* Begin *

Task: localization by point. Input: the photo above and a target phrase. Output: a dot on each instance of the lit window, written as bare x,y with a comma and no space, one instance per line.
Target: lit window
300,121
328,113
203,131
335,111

* End *

## Instruction:
Return every entry verbatim.

## Exercise output:
Task: localization by point. Input: the photo above and a target phrase. Output: a dot on each instance of the lit window, written as bare x,y with a comma and no space, one instance per line.
Target: lit window
300,121
328,113
203,131
335,111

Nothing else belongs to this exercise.